* _Given data_

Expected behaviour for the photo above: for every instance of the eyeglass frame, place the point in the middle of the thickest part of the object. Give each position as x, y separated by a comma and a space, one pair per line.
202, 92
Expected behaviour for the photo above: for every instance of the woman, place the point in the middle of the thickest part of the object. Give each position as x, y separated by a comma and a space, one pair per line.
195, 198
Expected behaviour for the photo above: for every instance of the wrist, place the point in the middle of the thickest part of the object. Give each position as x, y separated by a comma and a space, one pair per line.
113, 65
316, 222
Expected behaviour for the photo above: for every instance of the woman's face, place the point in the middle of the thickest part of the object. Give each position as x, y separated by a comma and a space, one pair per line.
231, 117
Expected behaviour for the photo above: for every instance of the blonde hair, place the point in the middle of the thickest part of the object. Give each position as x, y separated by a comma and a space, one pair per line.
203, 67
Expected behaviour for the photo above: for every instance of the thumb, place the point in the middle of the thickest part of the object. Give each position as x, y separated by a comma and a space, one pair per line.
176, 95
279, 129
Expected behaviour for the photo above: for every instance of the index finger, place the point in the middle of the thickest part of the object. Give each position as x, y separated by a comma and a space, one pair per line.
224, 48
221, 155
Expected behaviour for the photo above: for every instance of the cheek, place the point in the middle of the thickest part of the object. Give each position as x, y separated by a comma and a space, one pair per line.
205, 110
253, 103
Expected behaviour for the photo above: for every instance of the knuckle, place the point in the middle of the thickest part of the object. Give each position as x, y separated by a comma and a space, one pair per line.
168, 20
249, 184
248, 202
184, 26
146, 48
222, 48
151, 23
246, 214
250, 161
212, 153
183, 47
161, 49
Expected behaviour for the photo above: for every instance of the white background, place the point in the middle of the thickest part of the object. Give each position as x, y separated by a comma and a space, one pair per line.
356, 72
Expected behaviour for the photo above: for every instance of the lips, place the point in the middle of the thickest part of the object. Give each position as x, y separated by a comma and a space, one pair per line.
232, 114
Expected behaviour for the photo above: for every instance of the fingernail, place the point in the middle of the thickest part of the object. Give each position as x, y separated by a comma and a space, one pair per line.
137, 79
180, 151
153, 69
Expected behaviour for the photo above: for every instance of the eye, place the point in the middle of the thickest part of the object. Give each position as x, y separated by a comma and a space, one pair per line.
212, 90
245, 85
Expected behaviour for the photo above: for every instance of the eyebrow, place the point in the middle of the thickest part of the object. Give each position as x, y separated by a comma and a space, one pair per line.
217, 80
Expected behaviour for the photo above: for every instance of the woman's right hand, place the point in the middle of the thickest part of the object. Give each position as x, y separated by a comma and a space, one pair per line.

* _Exercise_
What you return must be the line that contains "the eye, place" followed by every remaining line of the material, all exactly as written and nothing more.

* _Exercise answer_
Expected behaviour for the photo above: for every instance of the eye, place the point in the middle of the thickest part of the object. Give each position as x, y separated by a comma and a space, one pair per line.
212, 90
245, 85
Expected behaviour for the photo above: for every instance of the eyebrow, place the point in the middle of the thickest part of the object. Give each position as x, y separated by a comma and a space, one pair per line.
217, 80
Expected behaviour for the photo above: for every instance of the woman's right hand, place the point in the middle of the thickest part of the object. Give each position as x, y separated by a comma and a space, one pair per line.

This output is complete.